What is asked: Edit the part that opens with the line containing "If the white" and closes with the line containing "If the reflection", substituting "enclosing rectangle" for every occurrence of "bounding box" and leaving all other text unchanged. Output only those lines.

** START **

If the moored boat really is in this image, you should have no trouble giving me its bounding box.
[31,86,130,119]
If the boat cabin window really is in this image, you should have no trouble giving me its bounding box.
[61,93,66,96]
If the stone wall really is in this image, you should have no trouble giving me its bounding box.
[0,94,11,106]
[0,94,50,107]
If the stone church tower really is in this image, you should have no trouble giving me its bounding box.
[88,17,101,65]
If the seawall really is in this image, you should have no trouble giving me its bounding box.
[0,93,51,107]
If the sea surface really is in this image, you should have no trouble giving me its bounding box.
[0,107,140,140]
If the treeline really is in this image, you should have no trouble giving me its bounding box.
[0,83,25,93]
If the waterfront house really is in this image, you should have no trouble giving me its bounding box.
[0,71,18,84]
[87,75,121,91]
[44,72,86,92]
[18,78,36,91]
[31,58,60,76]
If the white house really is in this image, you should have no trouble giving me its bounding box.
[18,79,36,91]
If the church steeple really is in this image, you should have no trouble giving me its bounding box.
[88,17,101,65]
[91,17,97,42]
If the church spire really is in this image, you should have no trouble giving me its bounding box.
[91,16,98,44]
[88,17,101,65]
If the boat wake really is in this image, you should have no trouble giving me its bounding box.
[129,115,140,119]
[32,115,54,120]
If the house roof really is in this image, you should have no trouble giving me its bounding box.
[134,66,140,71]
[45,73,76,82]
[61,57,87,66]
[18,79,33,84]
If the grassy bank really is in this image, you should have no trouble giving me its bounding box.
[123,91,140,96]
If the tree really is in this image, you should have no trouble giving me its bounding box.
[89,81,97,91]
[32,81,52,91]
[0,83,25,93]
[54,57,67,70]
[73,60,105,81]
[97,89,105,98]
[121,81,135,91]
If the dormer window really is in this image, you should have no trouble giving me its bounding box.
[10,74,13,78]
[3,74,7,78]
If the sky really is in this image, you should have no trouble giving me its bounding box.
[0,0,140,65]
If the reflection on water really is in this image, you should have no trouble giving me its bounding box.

** END **
** START **

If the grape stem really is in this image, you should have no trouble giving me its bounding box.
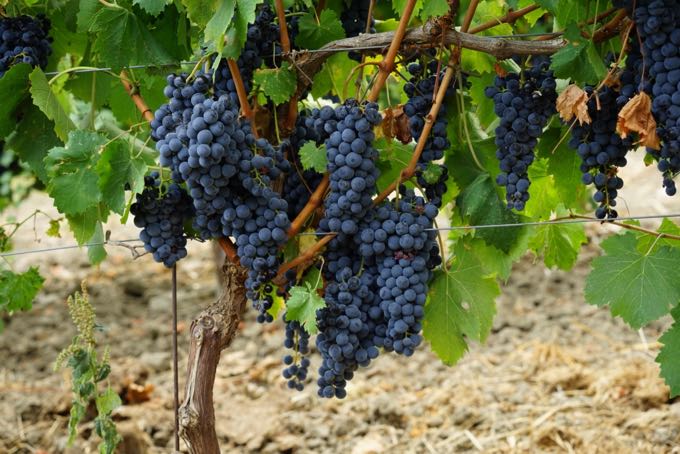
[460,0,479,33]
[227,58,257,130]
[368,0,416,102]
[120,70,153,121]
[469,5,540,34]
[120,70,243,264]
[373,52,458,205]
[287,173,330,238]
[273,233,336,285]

** END **

Written reply:
If the white house really is in this image, you should have no trouble giving me its enclosing rectangle.
[18,79,36,91]
If the church steeple really is in this image, you should have no trouble giving me its enclosing rectangle.
[88,17,101,65]
[91,17,97,42]
If the church spire really is in this image, you should have no trouble giving me its enclosing rectangle.
[91,16,98,44]
[88,17,101,65]
If the boat wake really is in this image, you should have no trouble giving me its enclosing rectangle.
[129,115,140,119]
[32,115,54,120]
If the house roof really is in this image, you should have no trouble giving me its enclosing rectangle.
[134,66,140,71]
[45,73,76,82]
[61,57,87,66]
[18,79,33,84]
If the grassy bank really is in this image, you should have no trouble giving me its enclosing rectangle.
[123,91,140,96]
If the tree really is in this image, you should have no trouble giving me its enclosing rectangle.
[89,81,97,91]
[32,81,52,91]
[0,83,25,93]
[54,57,67,70]
[73,60,105,81]
[97,89,105,98]
[121,81,135,91]
If the dormer window really is in this image, you should have no trouble giving me its enclosing rectangle.
[10,74,13,78]
[3,74,7,78]
If the sky really is in this image, you should have no trouble giving me its enclosing rectangle.
[0,0,140,65]
If the reflection on water really is in this image, you should have no trouble giving me its enclosing rectangle.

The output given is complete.